=== KETENTUAN LATIHAN ===
Perbarui bagian kutipan pilihan dari "Jderr! Shit! saya" sampai "biarlah cuma saya." dengan mengganti "usia" menjadi "umur", lalu tuliskan bagian itu kembali.

=== KUTIPAN PILIHAN ===
Jderr! Shit! saya nangis.

jadi ini akhirnya? saya di kecualikan oleh angka sebuah usia. damn.
cuma angka, tapi saya jadi punya cap aib selama 6 tahun ada di sana. luka lama tersebut menemukan kembali rasanya. makin parah. dan saya inget, saat it saya menempuh perjalanan ke rumah sambil nangis.

Tuhaaan. penghianatan terbesar pertama kali ternyata baru terlihat saat ini, pikir saya waktu itu. sumpah. aib itu sama sekali ngga worth it sama yang namanya usia! saya selalu kena phsychology bulliying, apa ada yang tau itu???

semeledak apapun saya, saya selalu diam tiba-tiba saat orang atau temen yang ngeledek saya berkata, "pintar kok engga naik kelas, aku aja naik kelas terus" tuhaaaan, sakit sungguh T.T


dan lantas perfeksionis saya semakin expert dengan munculnya jawaban atas adanya semua kenapa tersebut. ada yang tau rasanya? mungkin cuma saya. biarlah cuma saya.

=== DATA TERCATAT ===

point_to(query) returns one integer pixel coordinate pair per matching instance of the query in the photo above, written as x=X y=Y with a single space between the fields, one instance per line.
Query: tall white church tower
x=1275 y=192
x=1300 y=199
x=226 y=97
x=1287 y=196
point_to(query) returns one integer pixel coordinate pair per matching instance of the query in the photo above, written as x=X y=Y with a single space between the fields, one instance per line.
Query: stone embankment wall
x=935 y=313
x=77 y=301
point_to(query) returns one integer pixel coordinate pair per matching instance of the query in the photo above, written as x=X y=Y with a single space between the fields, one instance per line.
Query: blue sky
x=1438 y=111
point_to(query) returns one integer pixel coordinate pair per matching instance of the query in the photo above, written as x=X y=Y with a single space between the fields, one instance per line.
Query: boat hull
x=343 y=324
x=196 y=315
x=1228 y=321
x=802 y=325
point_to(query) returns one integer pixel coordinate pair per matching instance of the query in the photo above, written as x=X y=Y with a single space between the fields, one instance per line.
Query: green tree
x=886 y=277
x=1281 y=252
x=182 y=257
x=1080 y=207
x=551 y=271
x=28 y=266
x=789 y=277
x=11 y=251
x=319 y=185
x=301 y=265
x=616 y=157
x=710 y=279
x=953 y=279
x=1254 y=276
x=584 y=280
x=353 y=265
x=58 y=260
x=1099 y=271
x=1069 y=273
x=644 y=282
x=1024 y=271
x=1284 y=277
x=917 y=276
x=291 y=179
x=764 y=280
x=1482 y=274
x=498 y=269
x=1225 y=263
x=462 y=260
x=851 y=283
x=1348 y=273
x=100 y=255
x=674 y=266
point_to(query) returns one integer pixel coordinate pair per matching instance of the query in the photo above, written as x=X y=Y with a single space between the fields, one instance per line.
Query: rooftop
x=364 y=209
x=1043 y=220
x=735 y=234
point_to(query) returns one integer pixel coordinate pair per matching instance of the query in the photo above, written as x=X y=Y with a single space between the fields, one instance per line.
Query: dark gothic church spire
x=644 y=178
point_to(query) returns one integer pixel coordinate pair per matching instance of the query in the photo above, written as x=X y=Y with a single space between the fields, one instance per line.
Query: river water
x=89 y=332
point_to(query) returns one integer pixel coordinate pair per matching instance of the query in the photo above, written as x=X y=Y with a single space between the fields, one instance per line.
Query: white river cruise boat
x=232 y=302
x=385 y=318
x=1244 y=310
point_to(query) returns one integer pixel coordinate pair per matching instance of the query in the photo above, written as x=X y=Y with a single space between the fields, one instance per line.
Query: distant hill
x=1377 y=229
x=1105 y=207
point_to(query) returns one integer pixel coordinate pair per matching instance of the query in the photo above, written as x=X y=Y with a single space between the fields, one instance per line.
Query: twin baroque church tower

=== JAWABAN ===
Jderr! Shit! saya nangis.

jadi ini akhirnya? saya di kecualikan oleh angka sebuah umur. damn.
cuma angka, tapi saya jadi punya cap aib selama 6 tahun ada di sana. luka lama tersebut menemukan kembali rasanya. makin parah. dan saya inget, saat it saya menempuh perjalanan ke rumah sambil nangis.

Tuhaaan. penghianatan terbesar pertama kali ternyata baru terlihat saat ini, pikir saya waktu itu. sumpah. aib itu sama sekali ngga worth it sama yang namanya umur! saya selalu kena phsychology bulliying, apa ada yang tau itu???

semeledak apapun saya, saya selalu diam tiba-tiba saat orang atau temen yang ngeledek saya berkata, "pintar kok engga naik kelas, aku aja naik kelas terus" tuhaaaan, sakit sungguh T.T


dan lantas perfeksionis saya semakin expert dengan munculnya jawaban atas adanya semua kenapa tersebut. ada yang tau rasanya? mungkin cuma saya. biarlah cuma saya.